> [Written instruction 1]:
Turn the lines of the records starting at the line containing "If any clear" and ending at the line containing "224 803 291 842" into a numbered list, leaving out any blank lines.

> [Supplied text]:
[start]

The Classic Fall Classic

The World Series starts tonight. It’s the most classic of Fall Classic match-ups, with the Yankees against the Dodgers. This will mark the 12th time the two teams have met for all the marbles. I’m sure baseball is thrilled to have the two biggest markets going head-to-head with some of the biggest stars in the game on the biggest stage, led by probable League MVPs Shohei Ohtani of the Dodgers and Aaron Judge of the Yankees.

Now, there’s pretty much no team in sports I’ve ever disliked as much as the New York Yankees. As long-ago comedian Joe. E Lewis once said, “Rooting for the Yankees is like rooting for U.S. Steel.” My mother – really, the reason our family is baseball crazy — grew up a fan of the Brooklyn Dodgers, but the Los Angeles Dodgers have never been the lovable “Bums” of their Brooklyn days. Rooting for them is like rooting for Amazon. So, I don’t think I’ll know who I want to win until I’m watching and I see how I feel as the Series progresses.

Below is a history of the 11 previous Yankees-Dodgers World Series in newspaper pages. I’ve “borrowed” from the The New York Times, the Brooklyn Eagle, the Brooklyn Caravan, the Brooklyn Daily, The Los Angeles Times, and Newsday. (New York stories are on the left; Brooklyn/Los Angeles stories on the right.)

The Yankees beat Brooklyn 4 games to 1 in the 1941 World Series. The turning point in the Series came when Dodgers catcher Mickey Owen dropped the third strike that would have ended Game 4 with a Brooklyn victory but instead allowed the Yankees to rally for a victory.

The Dodgers integrated baseball in 1947 with Jackie Robinson on their roster. The World Series featured a near no-hitter by the Yankees’ Bill Bevens in what turned out to be a losing effort in Game 4 and an Al Gionfriddo catch that robbed Joe DiMaggio of extra bases in Game 6. Still, the Yankees beat the Dodgers in 7 games. (Note WAIT ‘TILL NEXT YEAR! in the Brooklyn Eagle.)

[end]

> [Written instruction 2]:
In the World Series text, which player's catch robbed Joe DiMaggio of extra bases in Game 6 of the 1947 Series?

> [Extracted material]:
[start]

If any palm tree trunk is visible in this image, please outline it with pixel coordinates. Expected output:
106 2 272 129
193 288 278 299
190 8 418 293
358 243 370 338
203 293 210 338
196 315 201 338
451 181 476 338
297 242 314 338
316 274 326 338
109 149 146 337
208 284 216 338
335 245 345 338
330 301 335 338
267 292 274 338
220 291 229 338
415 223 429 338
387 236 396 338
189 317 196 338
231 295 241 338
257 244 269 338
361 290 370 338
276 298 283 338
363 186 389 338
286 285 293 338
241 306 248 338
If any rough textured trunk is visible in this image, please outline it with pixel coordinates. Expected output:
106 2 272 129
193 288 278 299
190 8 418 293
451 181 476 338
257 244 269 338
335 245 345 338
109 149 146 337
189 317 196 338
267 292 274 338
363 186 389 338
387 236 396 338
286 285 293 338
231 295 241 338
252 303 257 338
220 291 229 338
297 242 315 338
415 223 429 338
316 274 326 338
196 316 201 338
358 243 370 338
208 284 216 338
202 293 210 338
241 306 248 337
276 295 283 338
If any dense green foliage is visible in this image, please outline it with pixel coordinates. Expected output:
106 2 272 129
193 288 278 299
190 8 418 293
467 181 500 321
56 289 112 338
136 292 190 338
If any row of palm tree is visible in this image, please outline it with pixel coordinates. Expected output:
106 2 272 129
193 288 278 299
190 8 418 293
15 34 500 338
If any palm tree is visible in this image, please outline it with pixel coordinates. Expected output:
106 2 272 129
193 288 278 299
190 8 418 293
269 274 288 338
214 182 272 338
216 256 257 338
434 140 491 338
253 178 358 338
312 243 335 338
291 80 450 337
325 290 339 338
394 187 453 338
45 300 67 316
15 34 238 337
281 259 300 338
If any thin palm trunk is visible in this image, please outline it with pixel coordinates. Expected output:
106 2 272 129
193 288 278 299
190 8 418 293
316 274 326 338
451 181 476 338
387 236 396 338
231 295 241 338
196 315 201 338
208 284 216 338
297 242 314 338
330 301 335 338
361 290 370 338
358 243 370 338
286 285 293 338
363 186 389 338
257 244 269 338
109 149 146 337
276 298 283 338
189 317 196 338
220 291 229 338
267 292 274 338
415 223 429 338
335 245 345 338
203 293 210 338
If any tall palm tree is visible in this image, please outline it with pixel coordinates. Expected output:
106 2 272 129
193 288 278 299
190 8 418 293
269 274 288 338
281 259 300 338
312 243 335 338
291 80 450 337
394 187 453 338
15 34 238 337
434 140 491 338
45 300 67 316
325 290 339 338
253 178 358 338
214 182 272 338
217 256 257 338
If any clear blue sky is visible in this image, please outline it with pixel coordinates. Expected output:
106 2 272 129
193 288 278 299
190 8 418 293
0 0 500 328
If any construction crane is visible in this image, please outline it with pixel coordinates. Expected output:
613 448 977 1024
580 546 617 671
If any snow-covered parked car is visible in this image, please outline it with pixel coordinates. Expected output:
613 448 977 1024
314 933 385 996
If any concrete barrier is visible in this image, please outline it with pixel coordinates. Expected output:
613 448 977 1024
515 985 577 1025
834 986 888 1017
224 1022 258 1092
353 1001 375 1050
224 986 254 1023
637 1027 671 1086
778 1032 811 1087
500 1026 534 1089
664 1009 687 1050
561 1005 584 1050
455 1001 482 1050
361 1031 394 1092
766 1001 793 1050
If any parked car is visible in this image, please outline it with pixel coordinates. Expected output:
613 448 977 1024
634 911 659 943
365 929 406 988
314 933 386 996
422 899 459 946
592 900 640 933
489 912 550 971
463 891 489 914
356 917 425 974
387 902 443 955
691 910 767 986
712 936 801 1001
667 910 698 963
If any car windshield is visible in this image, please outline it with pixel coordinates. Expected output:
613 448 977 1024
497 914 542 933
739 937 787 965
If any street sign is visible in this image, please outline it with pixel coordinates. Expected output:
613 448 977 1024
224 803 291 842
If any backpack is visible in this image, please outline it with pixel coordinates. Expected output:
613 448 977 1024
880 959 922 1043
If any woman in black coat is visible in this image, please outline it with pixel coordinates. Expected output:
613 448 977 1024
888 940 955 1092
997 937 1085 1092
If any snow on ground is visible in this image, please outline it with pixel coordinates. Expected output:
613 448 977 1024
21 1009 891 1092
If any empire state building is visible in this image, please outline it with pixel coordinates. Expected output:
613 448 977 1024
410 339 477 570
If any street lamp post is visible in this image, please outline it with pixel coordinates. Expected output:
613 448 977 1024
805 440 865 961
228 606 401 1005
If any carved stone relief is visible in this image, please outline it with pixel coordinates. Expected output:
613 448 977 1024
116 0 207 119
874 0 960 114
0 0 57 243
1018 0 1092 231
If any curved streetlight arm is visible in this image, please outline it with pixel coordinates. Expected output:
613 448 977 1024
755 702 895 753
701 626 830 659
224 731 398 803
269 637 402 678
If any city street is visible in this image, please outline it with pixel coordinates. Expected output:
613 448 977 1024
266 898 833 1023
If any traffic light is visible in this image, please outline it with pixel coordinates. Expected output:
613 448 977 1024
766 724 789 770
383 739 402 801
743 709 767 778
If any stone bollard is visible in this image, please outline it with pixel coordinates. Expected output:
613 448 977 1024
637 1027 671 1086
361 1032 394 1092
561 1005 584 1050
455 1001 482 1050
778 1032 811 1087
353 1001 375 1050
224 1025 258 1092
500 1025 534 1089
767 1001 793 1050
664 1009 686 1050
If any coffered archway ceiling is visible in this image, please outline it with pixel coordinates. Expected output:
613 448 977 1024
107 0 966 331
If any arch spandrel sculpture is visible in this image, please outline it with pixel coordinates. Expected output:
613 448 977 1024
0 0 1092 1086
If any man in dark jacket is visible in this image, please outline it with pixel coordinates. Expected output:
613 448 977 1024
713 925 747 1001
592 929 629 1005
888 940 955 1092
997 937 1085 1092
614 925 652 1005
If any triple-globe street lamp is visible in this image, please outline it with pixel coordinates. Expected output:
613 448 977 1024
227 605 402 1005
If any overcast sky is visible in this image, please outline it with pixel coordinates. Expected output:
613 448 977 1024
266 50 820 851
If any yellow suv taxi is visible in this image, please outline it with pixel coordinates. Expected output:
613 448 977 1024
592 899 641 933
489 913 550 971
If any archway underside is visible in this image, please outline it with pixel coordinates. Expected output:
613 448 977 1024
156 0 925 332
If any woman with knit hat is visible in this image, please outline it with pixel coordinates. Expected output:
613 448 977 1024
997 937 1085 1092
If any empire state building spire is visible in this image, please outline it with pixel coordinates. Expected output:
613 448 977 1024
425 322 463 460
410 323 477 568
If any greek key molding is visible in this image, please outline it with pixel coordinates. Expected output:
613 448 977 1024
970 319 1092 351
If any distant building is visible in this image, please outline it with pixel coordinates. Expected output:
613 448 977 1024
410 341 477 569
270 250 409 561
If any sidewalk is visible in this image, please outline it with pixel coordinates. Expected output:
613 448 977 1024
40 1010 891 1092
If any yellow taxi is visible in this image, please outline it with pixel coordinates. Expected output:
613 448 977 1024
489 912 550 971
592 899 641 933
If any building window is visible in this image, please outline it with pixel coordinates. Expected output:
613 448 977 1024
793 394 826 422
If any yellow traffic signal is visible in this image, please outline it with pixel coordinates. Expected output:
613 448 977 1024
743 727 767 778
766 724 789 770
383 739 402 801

[end]

> [Task output 1]:
1. If any clear blue sky is visible in this image, please outline it with pixel coordinates. Expected output:
2. 106 2 272 129
3. 193 288 278 299
4. 190 8 418 293
5. 0 0 500 328
6. If any construction crane is visible in this image, please outline it with pixel coordinates. Expected output:
7. 613 448 977 1024
8. 580 546 617 671
9. If any snow-covered parked car is visible in this image, please outline it with pixel coordinates. Expected output:
10. 613 448 977 1024
11. 314 933 385 996
12. If any concrete barrier is visible in this image, please outline it with pixel coordinates. Expected output:
13. 613 448 977 1024
14. 515 985 577 1025
15. 834 986 888 1017
16. 224 1022 258 1092
17. 353 1001 375 1050
18. 224 986 254 1023
19. 637 1027 671 1086
20. 778 1032 811 1087
21. 500 1026 534 1089
22. 664 1009 687 1050
23. 561 1005 584 1050
24. 455 1001 482 1050
25. 361 1031 394 1092
26. 766 1001 793 1050
27. If any parked car is visible in this image, please outline it with pixel coordinates. Expected output:
28. 613 448 977 1024
29. 634 911 659 943
30. 365 929 406 988
31. 314 933 386 996
32. 422 899 459 946
33. 592 900 640 933
34. 489 912 550 971
35. 463 891 489 914
36. 356 917 425 974
37. 387 902 443 955
38. 691 910 767 986
39. 712 936 801 1001
40. 667 910 698 963
41. If any car windshield is visible in this image, please outline it with pixel coordinates. Expected output:
42. 613 448 977 1024
43. 497 914 542 933
44. 739 937 787 965
45. If any street sign is visible in this image, please outline it with pixel coordinates. Expected output:
46. 613 448 977 1024
47. 224 803 291 842

> [Task output 2]:
Al Gionfriddo